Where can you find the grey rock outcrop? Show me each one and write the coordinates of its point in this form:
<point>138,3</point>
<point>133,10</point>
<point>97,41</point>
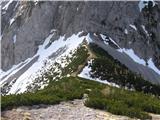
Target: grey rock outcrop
<point>33,23</point>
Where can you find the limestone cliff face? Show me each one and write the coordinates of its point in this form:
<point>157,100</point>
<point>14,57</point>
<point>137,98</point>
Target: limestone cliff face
<point>26,24</point>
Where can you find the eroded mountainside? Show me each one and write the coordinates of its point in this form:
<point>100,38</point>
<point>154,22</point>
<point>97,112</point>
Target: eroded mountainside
<point>126,22</point>
<point>40,36</point>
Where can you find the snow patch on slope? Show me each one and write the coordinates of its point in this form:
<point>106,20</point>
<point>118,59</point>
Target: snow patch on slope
<point>133,26</point>
<point>143,3</point>
<point>86,73</point>
<point>44,53</point>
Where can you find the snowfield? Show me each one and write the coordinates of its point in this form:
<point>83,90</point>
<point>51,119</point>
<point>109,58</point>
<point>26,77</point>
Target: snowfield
<point>56,52</point>
<point>28,76</point>
<point>86,73</point>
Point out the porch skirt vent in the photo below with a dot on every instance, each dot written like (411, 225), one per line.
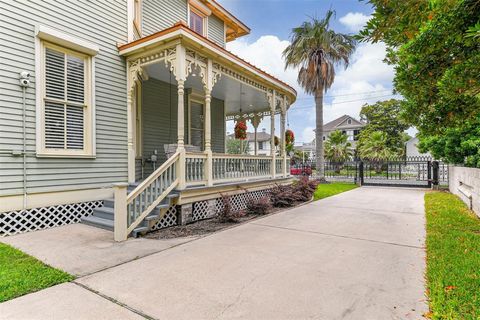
(21, 221)
(168, 220)
(239, 201)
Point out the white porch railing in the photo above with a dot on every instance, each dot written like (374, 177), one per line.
(233, 167)
(195, 168)
(229, 168)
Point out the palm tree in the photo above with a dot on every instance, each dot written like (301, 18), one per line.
(337, 148)
(317, 49)
(375, 149)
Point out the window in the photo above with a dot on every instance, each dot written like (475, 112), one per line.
(137, 18)
(66, 112)
(196, 22)
(355, 134)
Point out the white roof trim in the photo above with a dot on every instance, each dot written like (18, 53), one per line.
(66, 40)
(210, 47)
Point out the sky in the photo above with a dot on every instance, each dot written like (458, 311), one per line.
(367, 79)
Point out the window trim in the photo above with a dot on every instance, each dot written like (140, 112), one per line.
(89, 150)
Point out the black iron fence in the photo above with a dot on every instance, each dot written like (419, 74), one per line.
(407, 171)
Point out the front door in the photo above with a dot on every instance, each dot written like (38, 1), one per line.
(197, 124)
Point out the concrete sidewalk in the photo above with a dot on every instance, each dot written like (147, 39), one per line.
(357, 255)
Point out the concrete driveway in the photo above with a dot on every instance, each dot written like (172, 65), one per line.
(357, 255)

------------------------------------

* Assignment
As listed above, the lines from the line with "Where can you find the limestone" to the line with "<point>100,38</point>" are to be echoed exactly, with both ends included and nothing added.

* Problem solution
Where can you find the limestone cliff face? Show me each one and write the coordinates of its point in this form:
<point>157,100</point>
<point>14,57</point>
<point>137,98</point>
Target: limestone cliff face
<point>26,24</point>
Where can you find the eroded mountainside? Show me each one and write the coordinates of its point in this form:
<point>100,38</point>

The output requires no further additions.